CONSIGNE 1:
Les affirmations (a), (b) et (c) concordent-elles avec l’entretien sur Snapchat et Strong Network ? (a) La personne interrogée est partie de Snapchat au bout de trois ans. (b) Strong Network est la première entreprise qu’elle a fondée. (c) Elle utilisait la solution VDI de Citrix à l’époque où elle était chez IBM. Répondez par oui ou non en citant à chaque fois les mots décisifs de l’entretien.
CONSIGNE 2:
Poursuivez l’entretien sur Snapchat et Strong Network à partir de sa dernière phrase.

TEXTE RETENU:
####################

Vous avez alors pu voir le monde des réseaux sociaux de l’intérieur. Certains enjeux éthiques vous ont-ils marqué?

Je pense que, lorsqu’on conçoit des technologies, il faut se poser la question du monde dans lequel nous voulons vivre. Les systèmes mis en place par les algorithmes des réseaux sociaux, en particulier à destination des plus jeunes, sont extrêmement contestables. Ils amplifient volontairement les idées extrêmes car favoriser les émotions fortes est une manière reconnue de maximiser l’engagement. Je pense que l’une des priorités pour les entreprises de médias sociaux devrait être d’avoir un philosophe au sein de leur conseil de direction! Plus largement, ma période chez Snapchat a été longue et peu inspirante car l’entreprise n’a aucune vision à long terme — le seul but est la croissance des utilisateurs pour survivre au sein d’un marché très saturé. Après trois ans, j’ai senti qu’il était temps de partir pour une nouvelle expérience.

C’est à ce moment que vous fondez votre deuxième entreprise, Strong Network.

Exactement. Un de mes employés en Suisse souhaitait m’accompagner dans l’aventure et nous nous sommes vus pendant plusieurs mois pour élaborer notre projet. Nous avons envisagé plusieurs technologies et l’une de celles que nous avons évoquées m’a rappelé la solution Virtual Desktop Infrastructure (VDI) de Citrix, que j’utilisais lorsque j’étais chez IBM. Celle-ci permet d’accéder à son bureau Windows depuis n’importe quel appareil via une connexion Internet sécurisée. Nous avons alors voulu développer une solution de cybersécurité dédiée à ce type d’accès mais beaucoup plus performante et dédiée au codage d’applications, car les VDI présentaient à l’époque de nombreuses failles et des problèmes d’expérience utilisateur.

####################

LIGNES ENREGISTRÉES:
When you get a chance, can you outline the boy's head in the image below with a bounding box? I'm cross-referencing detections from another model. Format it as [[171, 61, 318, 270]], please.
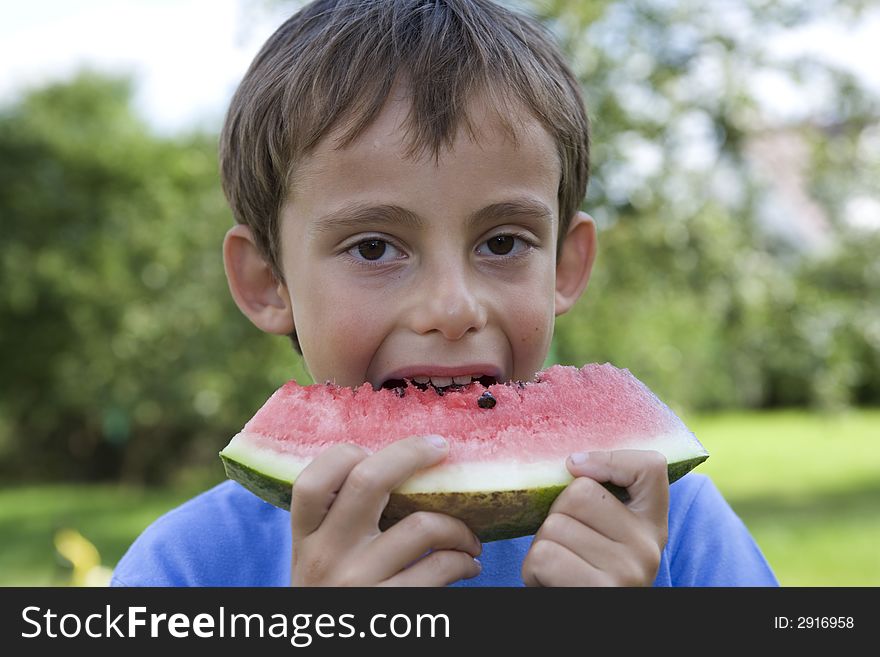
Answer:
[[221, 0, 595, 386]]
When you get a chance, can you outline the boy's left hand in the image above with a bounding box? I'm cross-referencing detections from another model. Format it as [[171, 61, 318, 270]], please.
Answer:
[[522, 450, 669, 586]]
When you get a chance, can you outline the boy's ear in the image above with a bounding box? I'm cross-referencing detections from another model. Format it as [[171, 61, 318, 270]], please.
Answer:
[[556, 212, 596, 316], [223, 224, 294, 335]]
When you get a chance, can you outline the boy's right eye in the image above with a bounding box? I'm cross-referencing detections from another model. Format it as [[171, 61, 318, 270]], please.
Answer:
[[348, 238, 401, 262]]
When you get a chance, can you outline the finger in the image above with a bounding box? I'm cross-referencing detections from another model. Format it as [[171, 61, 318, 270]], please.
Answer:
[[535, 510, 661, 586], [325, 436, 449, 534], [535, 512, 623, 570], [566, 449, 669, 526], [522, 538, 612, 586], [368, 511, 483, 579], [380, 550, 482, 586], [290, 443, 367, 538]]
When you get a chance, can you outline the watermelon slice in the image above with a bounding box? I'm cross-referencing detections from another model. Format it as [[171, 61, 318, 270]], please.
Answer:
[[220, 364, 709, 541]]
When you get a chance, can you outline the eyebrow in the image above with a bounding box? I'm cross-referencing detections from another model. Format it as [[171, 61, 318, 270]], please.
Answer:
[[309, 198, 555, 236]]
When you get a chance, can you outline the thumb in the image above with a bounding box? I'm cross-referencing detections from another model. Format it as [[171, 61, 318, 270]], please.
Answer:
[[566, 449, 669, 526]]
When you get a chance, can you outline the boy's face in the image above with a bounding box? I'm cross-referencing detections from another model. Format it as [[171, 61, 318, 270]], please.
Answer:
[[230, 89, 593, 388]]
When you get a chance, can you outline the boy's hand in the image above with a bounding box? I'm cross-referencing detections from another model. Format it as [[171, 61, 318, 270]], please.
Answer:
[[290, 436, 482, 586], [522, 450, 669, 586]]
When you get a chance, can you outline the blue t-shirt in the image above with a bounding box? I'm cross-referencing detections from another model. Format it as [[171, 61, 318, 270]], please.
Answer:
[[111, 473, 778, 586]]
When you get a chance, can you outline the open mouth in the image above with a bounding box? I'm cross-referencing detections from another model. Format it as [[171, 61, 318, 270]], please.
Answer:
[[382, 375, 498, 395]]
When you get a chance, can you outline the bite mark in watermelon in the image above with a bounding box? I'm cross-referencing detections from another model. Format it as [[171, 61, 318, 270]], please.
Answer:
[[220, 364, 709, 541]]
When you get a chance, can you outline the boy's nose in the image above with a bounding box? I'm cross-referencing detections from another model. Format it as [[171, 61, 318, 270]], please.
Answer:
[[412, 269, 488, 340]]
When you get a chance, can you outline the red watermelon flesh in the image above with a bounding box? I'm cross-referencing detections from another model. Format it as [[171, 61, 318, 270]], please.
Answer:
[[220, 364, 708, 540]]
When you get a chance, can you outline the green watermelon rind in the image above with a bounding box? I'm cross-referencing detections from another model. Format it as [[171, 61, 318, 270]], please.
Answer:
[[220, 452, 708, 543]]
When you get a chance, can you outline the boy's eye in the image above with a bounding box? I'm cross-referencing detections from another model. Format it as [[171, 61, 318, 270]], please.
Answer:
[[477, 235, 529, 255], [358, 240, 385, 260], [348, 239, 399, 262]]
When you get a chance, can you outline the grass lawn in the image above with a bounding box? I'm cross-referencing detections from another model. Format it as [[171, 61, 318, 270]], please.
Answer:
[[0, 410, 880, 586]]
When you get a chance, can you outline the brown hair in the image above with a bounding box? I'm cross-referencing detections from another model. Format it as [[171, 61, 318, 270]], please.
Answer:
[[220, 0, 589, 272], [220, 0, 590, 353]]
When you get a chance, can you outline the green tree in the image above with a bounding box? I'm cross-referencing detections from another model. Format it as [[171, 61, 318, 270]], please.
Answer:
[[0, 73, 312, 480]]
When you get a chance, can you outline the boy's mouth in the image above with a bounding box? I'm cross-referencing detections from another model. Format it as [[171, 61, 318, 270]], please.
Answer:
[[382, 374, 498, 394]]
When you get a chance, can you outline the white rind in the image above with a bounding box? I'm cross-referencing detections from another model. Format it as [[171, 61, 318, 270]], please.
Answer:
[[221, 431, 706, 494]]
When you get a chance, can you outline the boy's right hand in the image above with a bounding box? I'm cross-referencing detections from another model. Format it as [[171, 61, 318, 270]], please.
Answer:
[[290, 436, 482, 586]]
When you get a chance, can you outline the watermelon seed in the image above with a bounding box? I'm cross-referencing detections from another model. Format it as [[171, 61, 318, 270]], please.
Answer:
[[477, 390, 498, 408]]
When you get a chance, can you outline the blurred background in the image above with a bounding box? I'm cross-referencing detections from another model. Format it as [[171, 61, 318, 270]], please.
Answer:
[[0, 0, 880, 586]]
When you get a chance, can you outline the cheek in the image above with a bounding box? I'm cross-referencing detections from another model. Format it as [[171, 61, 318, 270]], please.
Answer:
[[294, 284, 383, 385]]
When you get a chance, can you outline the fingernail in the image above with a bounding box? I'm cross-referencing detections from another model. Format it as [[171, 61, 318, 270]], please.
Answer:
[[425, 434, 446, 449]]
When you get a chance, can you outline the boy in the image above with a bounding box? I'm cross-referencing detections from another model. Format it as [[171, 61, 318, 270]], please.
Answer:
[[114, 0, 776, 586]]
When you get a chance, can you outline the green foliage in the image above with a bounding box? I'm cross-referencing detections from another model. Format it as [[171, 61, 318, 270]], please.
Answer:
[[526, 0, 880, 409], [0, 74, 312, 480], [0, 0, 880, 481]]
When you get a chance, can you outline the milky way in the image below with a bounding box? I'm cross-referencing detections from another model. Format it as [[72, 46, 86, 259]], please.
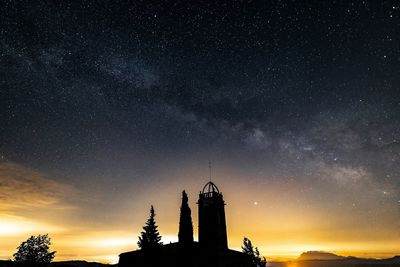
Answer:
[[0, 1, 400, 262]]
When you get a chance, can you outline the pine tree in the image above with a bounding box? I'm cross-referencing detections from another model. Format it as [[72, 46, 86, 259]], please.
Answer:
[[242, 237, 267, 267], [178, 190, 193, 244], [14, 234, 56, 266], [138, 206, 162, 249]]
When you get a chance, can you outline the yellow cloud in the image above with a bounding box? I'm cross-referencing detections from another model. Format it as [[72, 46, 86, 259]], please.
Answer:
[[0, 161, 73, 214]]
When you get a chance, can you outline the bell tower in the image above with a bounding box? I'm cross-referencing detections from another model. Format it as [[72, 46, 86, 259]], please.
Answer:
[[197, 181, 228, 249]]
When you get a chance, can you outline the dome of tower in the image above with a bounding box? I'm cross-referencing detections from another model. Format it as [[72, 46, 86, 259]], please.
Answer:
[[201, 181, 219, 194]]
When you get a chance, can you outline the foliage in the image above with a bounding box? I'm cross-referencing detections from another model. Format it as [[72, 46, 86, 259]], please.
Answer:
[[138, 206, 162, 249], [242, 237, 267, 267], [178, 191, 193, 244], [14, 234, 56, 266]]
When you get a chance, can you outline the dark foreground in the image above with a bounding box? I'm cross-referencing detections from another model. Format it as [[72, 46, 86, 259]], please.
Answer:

####################

RÉPONSE FINALE 1:
(a) Oui : « Après trois ans, j’ai senti qu’il était temps de partir pour une nouvelle expérience. »
(b) Non : « C’est à ce moment que vous fondez votre deuxième entreprise, Strong Network. »
(c) Oui : « que j’utilisais lorsque j’étais chez IBM »

RÉPONSE FINALE 2:
C’est ainsi que Strong Network est né en 2020. La plateforme permet aux développeurs de travailler à distance dans un environnement cloud entièrement sécurisé, une approche qui était inédite à l’époque. Depuis, d’autres acteurs nous ont imités, mais nous avons gardé une longueur d’avance grâce à nos brevets. Strong Network a été racheté par Citrix fin 2024: la boucle était bouclée, car l’idée m’était initialement venue de leur technologie.

On parle beaucoup de «Zero Trust», un concept qui considère que les menaces numériques peuvent venir de l’intérieur même du réseau. Est-ce une approche dans laquelle vous vous inscrivez?

Le «Zero Trust» apporte une couche complémentaire à la solution que nous avons développée. Il consiste à renforcer l’authentification lors des accès, en mettant en place des vérifications plus holistiques qu’un simple nom d’utilisateur et mot de passe. Cela permet également de s’assurer que l’utilisateur n’accède qu’à la partie du réseau dont il a besoin, car auparavant, lorsqu’un utilisateur accédait au VPN de son organisation, il avait généralement une vue de l’ensemble des machines sur le même réseau.

Les solutions de cybersécurité sur lesquelles vous travaillez peuvent-elles réalistiquement être adoptées par des PME ou des start-up? Ou sont-elles réservées aux grandes organisations?

C’est une bonne question et il est difficile d’y répondre sans connaître le cas spécifique de la PME. La première question à se poser est de savoir si un tel niveau de cybersécurité est nécessaire pour la structure. Génère-t-elle des éléments différenciateurs pour son industrie ou de la propriété intellectuelle? Ou bien s’agit-il d’une entreprise de services? La deuxième interrogation est de savoir si la structure génère ou non des données sensibles.

Outre la dimension sécuritaire, notre solution permet également d’accéder au code à distance, donc elle peut être pertinente pour des organisations qui souhaitent employer des développeurs vivant loin de leurs bureaux. Dans l’absolu, notre technologie est donc très adaptée pour les PME qui auraient ces besoins. Mais la limite se situe certainement au niveau des compétences techniques présentes en interne, qui ne sont peut-être pas assez sophistiquées pour adopter une solution comme celle-là.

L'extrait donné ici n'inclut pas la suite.